Lista de exercícios:
1. Reproduza o trecho do texto sobre interpretação de texto que se inicia com as palavras "Como eu já escrevi" e se encerra com "ver com opinião!".
2. No texto sobre interpretação de texto, o que Marcuschi afirma que recitar de cor um texto não garante?
3. Dê prosseguimento ao texto sobre interpretação de texto, começando logo após a última frase apresentada.

“Professora, a senhora vai dar aula de interpretação de texto ou vai ser só na aula de Literatura?”: eu ouvi essa pergunta de uma aluna dias atrás e lhe respondi que não existe leitura sem interpretação, que nós acabáramos de compreender e interpretar os textos selecionados para a aula de língua portuguesa. Não foi a primeira vez que um aluno veio com essa indagação e eu me pergunto: “O que, afinal, é interpretação de texto?”
Como eu já escrevi no texto 5 estratégias de leitura que podem ajudar você nos estudos, interpretar um texto não é opinar sobre ele, nem adivinhar o que o autor quis dizer!”. É muito comum os estudantes dizerem que fizeram a interpretação de determinado trecho e o “professor não concordou com a opinião”. Repito: Interpretação não tem nada a ver com opinião!
Luiz Antônio Marcuschi (2008) aborda o tema e afirma que “ler e compreender são equivalentes” (p. 239); assim também, não haveria distinção entre ler, compreender e interpretar:
Ler e compreender são equivalentes. [Suponha-se que alguém diga “Li todo o livro e não entendi nada”. Neste caso, é razoável perguntar-se se ele leu o livro, ou pelo menos seria interessante indagar-se sobre o que se entende com ler no caso de uma expressão como essa. Em suma: ler equivale a ler compreensivamente. Portanto, recitar de cor um texto não é garantia de tê-lo compreendido. Memorizar não é o mesmo que compreender].
[…]
Compreender é partir dos conhecimentos (informações) trazidos pelo texto e dos conhecimentos pessoais (chamados de conhecimentos enciclopédicos) para produzir (inferir) um sentido como produto da nossa leitura. Compreender um texto é realizar inferências a partir das informações dadas no texto e situadas em contextos mais amplos. (MARCUSCHI, 2008, p. 239)
No processo de compreensão de textos, um conjunto de conhecimentos prévios é utilizado: linguísticos, enciclopédicos, pessoais, institucionais, sociais e culturais. Em concursos públicos e, obviamente, na rotina de sala de aula, é bastante comum que o estudante encontre no programa algum tópico relacionado a leitura e interpretação de textos. Não é exclusividade da escola, nem do concurso público. Nós fazemos isso a todo instante e é, por isso, que fico tão incomodada quando vejo títulos como “Interpretação para concursos”. No ENEM, por exemplo, o edital é bastante claro quanto ao esperado do aluno:
Competência de área 5 – Analisar, interpretar e aplicar recursos expressivos das linguagens, relacionando textos com seus contextos, mediante a natureza, função, organização, estrutura das manifestações, de acordo com as condições de produção e recepção.

Trechos dos registros:

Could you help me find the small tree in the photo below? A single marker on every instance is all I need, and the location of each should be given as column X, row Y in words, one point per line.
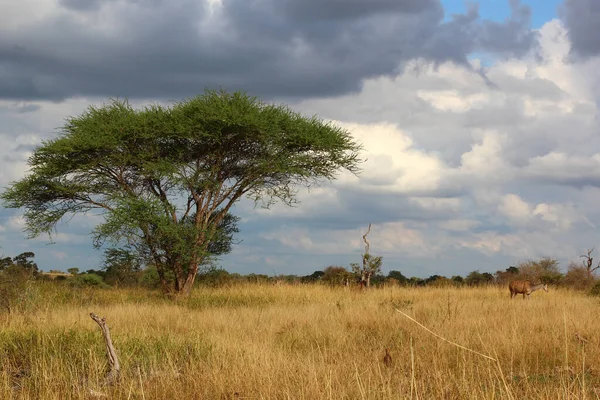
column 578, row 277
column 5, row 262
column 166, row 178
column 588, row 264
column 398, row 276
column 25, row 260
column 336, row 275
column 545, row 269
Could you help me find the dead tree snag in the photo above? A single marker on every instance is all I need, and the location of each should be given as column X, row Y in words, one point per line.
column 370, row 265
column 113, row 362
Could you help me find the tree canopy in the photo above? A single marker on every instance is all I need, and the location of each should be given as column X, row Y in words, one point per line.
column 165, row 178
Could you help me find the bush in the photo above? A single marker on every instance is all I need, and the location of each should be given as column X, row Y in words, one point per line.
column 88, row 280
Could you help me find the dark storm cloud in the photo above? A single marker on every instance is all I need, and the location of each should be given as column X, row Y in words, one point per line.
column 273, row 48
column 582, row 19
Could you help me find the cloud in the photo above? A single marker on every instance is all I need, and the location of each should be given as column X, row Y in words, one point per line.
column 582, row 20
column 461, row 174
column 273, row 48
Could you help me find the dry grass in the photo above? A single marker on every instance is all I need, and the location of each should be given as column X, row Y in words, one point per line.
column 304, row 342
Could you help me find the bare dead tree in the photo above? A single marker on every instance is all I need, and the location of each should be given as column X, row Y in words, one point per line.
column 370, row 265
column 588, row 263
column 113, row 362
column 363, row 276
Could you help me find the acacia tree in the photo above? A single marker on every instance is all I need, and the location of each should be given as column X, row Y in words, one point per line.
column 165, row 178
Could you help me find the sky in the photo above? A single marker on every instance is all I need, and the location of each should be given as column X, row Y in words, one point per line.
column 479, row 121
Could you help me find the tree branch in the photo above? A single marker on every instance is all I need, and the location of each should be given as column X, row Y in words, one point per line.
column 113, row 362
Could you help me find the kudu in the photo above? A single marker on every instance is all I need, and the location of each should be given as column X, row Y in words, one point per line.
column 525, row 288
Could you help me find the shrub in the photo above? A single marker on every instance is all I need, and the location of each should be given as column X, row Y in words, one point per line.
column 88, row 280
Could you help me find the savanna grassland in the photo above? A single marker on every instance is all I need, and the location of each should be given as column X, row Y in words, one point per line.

Exercícios resolvidos:
1.
Como eu já escrevi no texto 5 estratégias de leitura que podem ajudar você nos estudos, interpretar um texto não é opinar sobre ele, nem adivinhar o que o autor quis dizer!”. É muito comum os estudantes dizerem que fizeram a interpretação de determinado trecho e o “professor não concordou com a opinião”. Repito: Interpretação não tem nada a ver com opinião!

2. Não garante tê-lo compreendido.

3.
H15 – Estabelecer relações entre o texto literário e o momento de sua produção, situando aspectos do contexto histórico, social e político.
H16 – Relacionar informações sobre concepções artísticas e procedimentos de construção do texto literário.
H17 – Reconhecer a presença de valores sociais e humanos atualizáveis e permanentes no patrimônio literário nacional.
Na vida, na sala de aula, no ENEM, somos todos avaliados quanto à nossa capacidade leitora: somos capazes de compreender as ideias explícitas e interpretar os sentidos implícitos dos textos? Algumas pistas podem nos ajudar a perceber que nível de compreensão é esperado do leitor em determinada questão. Somos capazes de compreender as ideias explícitas (aquilo que está escrito) e inferir os sentidos implícitos dos textos (o que está sugerido)?
Como perceber se a questão exige compreensão das ideias explícitas ou das implícitas?
Comandos para compreensão de ideias explícitas | Comandos para compreensão de ideias implícitas |
Segundo o texto…
O autor afirma que… O texto mostra que… De acordo com o texto… | O autor sugere que…
Pode-se inferir das ideias do texto… Depreende-se das estruturas linguísticas do texto… Subentende-se do texto que… |
Tabela adaptada de GranCursos On line. Veja material completo AQUI. (Arquivo em PDF).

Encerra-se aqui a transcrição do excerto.